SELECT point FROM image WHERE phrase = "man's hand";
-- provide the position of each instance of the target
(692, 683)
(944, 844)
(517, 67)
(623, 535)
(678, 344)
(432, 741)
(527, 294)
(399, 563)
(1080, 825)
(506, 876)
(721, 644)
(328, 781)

**Directive:** Rewrite the lines above, putting "person's hand" wherever "man's hand" appears and changing nothing else.

**The response:**
SELECT point FROM image WHERE phrase = "person's hand";
-- provide the position of each instance of the target
(692, 683)
(944, 844)
(517, 67)
(623, 535)
(678, 344)
(432, 741)
(527, 294)
(399, 563)
(1080, 825)
(506, 876)
(721, 644)
(328, 781)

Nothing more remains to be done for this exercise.